— start —
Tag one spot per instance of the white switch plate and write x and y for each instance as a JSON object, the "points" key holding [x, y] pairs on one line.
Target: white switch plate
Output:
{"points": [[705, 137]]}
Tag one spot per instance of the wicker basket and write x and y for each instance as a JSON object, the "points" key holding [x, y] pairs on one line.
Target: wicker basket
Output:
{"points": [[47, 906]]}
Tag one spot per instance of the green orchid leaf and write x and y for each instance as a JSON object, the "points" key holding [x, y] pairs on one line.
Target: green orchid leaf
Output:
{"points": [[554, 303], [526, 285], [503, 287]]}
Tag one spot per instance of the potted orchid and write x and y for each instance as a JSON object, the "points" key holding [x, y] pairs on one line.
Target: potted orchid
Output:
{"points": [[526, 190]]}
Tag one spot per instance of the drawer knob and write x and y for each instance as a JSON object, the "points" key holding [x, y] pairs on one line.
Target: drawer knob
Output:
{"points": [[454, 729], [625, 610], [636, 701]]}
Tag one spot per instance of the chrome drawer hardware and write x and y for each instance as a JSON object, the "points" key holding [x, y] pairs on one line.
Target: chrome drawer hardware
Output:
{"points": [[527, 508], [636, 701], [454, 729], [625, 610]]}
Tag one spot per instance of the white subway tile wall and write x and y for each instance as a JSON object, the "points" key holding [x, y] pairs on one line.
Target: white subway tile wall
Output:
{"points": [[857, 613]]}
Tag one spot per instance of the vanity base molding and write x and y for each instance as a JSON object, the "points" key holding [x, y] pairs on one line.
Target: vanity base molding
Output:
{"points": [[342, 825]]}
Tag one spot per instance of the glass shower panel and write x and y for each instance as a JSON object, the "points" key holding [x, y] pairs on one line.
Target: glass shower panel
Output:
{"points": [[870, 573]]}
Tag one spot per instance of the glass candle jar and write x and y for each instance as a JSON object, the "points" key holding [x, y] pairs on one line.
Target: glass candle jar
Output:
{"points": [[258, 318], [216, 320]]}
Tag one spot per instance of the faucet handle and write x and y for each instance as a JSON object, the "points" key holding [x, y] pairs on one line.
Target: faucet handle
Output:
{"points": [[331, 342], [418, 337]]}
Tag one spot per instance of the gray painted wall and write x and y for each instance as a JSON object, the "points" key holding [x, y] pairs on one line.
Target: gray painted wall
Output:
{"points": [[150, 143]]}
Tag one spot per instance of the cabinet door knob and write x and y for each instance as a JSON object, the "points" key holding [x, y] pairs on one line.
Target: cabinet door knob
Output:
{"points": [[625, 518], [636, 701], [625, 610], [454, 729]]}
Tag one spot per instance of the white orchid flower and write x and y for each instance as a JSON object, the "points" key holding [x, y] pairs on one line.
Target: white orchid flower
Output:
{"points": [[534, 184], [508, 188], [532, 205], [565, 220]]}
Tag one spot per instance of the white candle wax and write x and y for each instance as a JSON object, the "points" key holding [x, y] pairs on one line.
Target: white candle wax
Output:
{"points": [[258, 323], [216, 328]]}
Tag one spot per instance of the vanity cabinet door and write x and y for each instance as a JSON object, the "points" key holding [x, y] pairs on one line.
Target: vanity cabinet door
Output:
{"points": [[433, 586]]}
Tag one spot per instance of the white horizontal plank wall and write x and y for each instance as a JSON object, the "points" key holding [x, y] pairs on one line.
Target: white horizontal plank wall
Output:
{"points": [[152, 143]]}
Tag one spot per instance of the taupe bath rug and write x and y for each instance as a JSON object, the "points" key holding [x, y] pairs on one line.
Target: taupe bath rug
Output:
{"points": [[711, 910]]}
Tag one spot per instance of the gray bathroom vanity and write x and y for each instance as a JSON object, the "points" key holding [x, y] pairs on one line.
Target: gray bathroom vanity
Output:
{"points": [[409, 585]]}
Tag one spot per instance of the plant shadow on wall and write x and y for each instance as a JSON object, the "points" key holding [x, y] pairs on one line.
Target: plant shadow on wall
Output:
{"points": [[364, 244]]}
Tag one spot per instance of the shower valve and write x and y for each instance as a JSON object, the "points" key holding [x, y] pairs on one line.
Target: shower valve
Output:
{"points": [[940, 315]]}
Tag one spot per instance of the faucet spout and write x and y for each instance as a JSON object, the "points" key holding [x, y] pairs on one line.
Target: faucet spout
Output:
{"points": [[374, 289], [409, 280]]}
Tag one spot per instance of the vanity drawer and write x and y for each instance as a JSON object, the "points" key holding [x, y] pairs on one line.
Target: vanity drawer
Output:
— end —
Transfer the lines starting at the one that contains "Tag one spot per instance of the plant" and ending at the last line of the items, keeping every line. Add 83 to each coordinate in the answers.

Tag one spot per instance of the plant shadow on wall and write x and y for each instance as a JSON object, the "points" key holding [x, y] pairs on one line.
Target: plant shadow on wall
Output:
{"points": [[447, 327]]}
Tag one spot per instance of the shower valve and write x and y for each instance as a JSON object, the "points" key holding [x, y] pairs on one line.
Target: shower valve
Output:
{"points": [[1023, 398]]}
Tag one spot per instance of the faucet spout and write x and y for each instance as a JSON object, the "points" key holding [x, y] pairs on one line.
Target: faucet spout
Output:
{"points": [[457, 372], [492, 363]]}
Tag one spot per instance of the vanity drawer and write x and y for each instance as a JSON object, the "points" key holding [x, y] pairs on one line.
Target: vanity drawer
Output:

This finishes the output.